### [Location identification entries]
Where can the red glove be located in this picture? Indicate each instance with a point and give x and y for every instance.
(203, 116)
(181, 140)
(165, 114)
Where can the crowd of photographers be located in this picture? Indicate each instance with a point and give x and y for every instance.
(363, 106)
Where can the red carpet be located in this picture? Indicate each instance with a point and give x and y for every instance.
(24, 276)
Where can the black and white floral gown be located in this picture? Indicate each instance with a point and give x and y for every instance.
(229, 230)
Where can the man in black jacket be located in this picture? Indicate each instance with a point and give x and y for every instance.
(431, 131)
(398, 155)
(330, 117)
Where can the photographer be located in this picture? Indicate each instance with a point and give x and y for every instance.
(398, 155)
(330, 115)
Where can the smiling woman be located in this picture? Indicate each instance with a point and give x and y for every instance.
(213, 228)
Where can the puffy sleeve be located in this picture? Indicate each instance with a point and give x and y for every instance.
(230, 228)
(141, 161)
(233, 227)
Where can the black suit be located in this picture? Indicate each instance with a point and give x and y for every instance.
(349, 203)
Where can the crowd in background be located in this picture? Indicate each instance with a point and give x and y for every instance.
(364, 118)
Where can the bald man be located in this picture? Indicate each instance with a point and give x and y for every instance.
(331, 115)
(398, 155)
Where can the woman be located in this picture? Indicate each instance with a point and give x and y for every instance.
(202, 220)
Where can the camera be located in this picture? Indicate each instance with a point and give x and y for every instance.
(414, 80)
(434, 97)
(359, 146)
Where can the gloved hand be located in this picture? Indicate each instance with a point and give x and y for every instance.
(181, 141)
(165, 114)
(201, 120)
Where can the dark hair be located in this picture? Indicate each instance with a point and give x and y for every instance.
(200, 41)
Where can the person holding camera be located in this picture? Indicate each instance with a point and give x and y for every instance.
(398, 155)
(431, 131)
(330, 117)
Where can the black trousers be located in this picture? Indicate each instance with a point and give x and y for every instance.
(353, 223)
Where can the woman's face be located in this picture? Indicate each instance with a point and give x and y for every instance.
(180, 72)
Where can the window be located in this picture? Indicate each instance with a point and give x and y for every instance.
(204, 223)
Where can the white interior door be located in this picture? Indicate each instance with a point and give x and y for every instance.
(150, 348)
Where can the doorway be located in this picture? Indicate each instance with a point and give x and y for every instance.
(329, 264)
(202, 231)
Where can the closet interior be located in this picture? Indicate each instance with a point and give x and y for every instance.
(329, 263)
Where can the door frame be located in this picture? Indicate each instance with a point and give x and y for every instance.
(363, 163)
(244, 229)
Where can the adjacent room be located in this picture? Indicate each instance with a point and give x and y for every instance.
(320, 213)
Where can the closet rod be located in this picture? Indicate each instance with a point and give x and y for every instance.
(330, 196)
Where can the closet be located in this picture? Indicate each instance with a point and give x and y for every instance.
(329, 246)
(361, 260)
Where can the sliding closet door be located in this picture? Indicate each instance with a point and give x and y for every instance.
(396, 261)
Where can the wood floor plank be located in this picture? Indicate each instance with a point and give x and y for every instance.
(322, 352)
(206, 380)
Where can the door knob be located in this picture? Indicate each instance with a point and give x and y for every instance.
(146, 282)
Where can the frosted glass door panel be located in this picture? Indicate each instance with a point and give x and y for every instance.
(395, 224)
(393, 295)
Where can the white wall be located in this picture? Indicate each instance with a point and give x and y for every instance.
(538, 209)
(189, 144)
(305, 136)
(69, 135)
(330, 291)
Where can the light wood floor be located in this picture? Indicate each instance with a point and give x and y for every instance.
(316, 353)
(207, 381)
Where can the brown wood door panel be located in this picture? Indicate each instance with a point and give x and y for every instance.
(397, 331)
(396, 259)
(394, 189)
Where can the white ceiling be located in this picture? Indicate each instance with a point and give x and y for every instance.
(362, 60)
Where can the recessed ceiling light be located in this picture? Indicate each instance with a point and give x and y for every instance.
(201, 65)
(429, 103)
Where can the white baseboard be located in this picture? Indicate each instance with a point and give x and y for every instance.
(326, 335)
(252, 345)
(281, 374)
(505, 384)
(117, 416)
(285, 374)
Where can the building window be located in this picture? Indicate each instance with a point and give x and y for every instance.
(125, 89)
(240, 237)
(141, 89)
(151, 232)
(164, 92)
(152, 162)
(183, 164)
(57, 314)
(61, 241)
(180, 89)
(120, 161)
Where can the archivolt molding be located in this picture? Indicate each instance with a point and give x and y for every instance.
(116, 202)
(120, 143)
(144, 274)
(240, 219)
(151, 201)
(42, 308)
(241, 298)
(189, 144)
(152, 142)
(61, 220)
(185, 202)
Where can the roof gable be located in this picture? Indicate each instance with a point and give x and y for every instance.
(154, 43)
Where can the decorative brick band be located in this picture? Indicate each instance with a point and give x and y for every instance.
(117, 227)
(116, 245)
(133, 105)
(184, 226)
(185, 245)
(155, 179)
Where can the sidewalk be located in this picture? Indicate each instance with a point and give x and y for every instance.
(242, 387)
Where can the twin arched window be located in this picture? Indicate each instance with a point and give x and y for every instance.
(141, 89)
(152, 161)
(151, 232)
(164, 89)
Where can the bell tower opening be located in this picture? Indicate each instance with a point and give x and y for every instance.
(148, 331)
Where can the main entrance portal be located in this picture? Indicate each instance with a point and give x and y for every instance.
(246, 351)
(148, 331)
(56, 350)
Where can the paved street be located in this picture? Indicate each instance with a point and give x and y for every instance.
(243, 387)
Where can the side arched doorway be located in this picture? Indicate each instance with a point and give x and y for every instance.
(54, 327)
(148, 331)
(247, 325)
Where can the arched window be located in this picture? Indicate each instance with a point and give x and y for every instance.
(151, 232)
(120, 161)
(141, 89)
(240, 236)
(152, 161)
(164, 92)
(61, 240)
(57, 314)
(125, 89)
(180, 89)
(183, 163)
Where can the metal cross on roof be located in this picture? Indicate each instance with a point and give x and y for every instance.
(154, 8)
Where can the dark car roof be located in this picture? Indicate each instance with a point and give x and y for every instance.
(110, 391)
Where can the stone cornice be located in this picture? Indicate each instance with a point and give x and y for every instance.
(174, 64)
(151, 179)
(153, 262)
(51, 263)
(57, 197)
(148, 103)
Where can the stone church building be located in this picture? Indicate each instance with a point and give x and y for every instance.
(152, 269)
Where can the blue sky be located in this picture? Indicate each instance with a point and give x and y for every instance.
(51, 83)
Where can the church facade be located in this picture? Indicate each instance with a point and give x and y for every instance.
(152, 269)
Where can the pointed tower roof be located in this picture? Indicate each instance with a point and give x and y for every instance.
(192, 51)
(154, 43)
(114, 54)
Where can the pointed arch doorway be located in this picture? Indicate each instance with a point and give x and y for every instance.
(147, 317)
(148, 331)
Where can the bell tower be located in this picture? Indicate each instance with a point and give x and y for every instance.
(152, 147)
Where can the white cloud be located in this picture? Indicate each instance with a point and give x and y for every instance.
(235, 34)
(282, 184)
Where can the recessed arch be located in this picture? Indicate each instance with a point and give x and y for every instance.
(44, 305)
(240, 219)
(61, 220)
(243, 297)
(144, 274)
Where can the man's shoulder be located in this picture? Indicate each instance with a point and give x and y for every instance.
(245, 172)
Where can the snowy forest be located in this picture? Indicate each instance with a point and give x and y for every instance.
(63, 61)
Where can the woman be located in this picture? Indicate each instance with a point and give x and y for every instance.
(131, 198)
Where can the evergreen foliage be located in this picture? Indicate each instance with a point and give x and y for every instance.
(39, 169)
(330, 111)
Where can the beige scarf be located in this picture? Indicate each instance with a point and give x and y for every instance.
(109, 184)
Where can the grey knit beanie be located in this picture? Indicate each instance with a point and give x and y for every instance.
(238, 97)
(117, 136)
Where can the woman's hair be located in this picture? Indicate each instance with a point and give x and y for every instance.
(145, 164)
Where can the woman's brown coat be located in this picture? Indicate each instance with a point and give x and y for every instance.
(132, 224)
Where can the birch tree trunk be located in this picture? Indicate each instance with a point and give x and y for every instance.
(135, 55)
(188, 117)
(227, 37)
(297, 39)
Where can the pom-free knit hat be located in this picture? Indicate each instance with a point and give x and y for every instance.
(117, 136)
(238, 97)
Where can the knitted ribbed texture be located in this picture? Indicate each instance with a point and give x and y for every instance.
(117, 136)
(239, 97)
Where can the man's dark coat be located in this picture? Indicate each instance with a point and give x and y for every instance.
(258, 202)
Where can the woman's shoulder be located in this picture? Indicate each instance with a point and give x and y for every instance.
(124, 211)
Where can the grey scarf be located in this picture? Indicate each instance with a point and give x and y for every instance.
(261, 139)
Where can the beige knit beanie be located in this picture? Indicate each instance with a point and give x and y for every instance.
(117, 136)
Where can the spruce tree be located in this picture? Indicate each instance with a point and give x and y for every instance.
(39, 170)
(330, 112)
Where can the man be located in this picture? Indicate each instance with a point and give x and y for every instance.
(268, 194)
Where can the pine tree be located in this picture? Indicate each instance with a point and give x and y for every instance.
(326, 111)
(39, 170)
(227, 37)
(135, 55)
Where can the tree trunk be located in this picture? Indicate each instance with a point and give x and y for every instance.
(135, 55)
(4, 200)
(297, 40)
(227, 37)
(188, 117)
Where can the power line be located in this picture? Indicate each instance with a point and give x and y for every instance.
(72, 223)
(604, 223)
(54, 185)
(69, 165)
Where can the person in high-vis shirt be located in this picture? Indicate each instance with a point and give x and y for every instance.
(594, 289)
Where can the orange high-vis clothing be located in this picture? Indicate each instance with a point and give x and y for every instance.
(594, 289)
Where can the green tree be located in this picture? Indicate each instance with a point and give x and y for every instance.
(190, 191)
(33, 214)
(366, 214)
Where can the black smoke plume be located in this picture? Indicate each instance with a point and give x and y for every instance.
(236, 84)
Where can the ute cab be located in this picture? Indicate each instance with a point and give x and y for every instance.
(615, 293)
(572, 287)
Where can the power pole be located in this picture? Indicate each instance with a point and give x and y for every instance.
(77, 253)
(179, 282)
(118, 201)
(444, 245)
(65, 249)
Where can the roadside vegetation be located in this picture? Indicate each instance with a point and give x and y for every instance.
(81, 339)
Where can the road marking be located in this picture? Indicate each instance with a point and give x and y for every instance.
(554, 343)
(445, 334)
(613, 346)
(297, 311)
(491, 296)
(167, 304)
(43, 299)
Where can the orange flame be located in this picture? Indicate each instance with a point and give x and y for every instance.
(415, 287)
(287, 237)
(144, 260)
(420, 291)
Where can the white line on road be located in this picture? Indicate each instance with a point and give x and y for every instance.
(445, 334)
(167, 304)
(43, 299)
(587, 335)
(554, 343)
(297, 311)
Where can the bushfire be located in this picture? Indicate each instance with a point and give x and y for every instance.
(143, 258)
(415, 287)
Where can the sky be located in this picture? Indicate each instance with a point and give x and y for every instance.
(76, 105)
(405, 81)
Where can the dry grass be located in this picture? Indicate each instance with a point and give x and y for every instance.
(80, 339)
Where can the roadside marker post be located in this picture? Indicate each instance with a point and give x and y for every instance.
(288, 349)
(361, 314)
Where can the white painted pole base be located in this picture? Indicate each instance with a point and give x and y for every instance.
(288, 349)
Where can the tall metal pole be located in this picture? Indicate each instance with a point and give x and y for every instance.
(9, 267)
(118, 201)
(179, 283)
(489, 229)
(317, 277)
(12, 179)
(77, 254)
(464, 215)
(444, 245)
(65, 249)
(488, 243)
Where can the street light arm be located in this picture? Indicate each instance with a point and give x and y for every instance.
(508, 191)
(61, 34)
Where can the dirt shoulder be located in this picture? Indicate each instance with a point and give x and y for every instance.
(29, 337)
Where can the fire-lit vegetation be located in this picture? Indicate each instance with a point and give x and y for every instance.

### [Set problem]
Find the line that contains "Where can the power pole". Repeat it and every line after it, exactly as written, up to and including the last line of the records above.

### [Answer to the task]
Where can the power pole be located in this picture? Indicate each instance with a point and give x and y for every instance.
(77, 253)
(179, 282)
(118, 201)
(444, 245)
(65, 249)
Where can the roadside vegetation be located in this picture? Indicate each instance with a point and give x and y for every instance.
(81, 339)
Where can the road marking be located in this picture? Indicate each instance with a point and give x and y for every instance.
(554, 343)
(445, 334)
(613, 346)
(297, 311)
(491, 296)
(167, 304)
(43, 299)
Where can the orange flame be located in this picture? Indicate each instance with a point and give x and y for every instance.
(415, 287)
(287, 237)
(144, 260)
(420, 291)
Where can the white line on road be located in this picture? Indicate each instance with a point and give x and y for every instance.
(445, 334)
(167, 304)
(43, 299)
(587, 335)
(554, 343)
(297, 311)
Where can the bushfire be located in this picture? Indicate each instance with a point and give x and y for every instance.
(143, 258)
(415, 287)
Where can the sky be located in this picture? Indicate each instance with a point and give x and y for every instance.
(76, 105)
(405, 81)
Where can the dry grass be located in this picture? Indicate each instance with a point and give x and y for every instance.
(80, 339)
Where can the roadside marker post be located in this picture? Indicate each instance with a point and give x and y for every instance.
(288, 349)
(361, 314)
Where can the white painted pole base be located in this picture? Indicate each instance with a point and give x and y for every instance.
(288, 349)
Where can the tall metal pole be located in this picture? Indicate each instance with a point and give x and y for every instance.
(9, 267)
(118, 201)
(179, 283)
(489, 229)
(317, 277)
(12, 179)
(77, 254)
(464, 215)
(444, 245)
(65, 249)
(488, 243)
Where can the street light arm be located in this picture? Indicate each instance with a point and give x and y for every instance.
(508, 191)
(61, 34)
Where can the dirt shoulder be located in this picture? Indicate each instance with a point and give x and y for every instance.
(29, 337)
Where can the fire-lit vegetation be located in this picture? Indicate each instance with a point and give x and y for every instance.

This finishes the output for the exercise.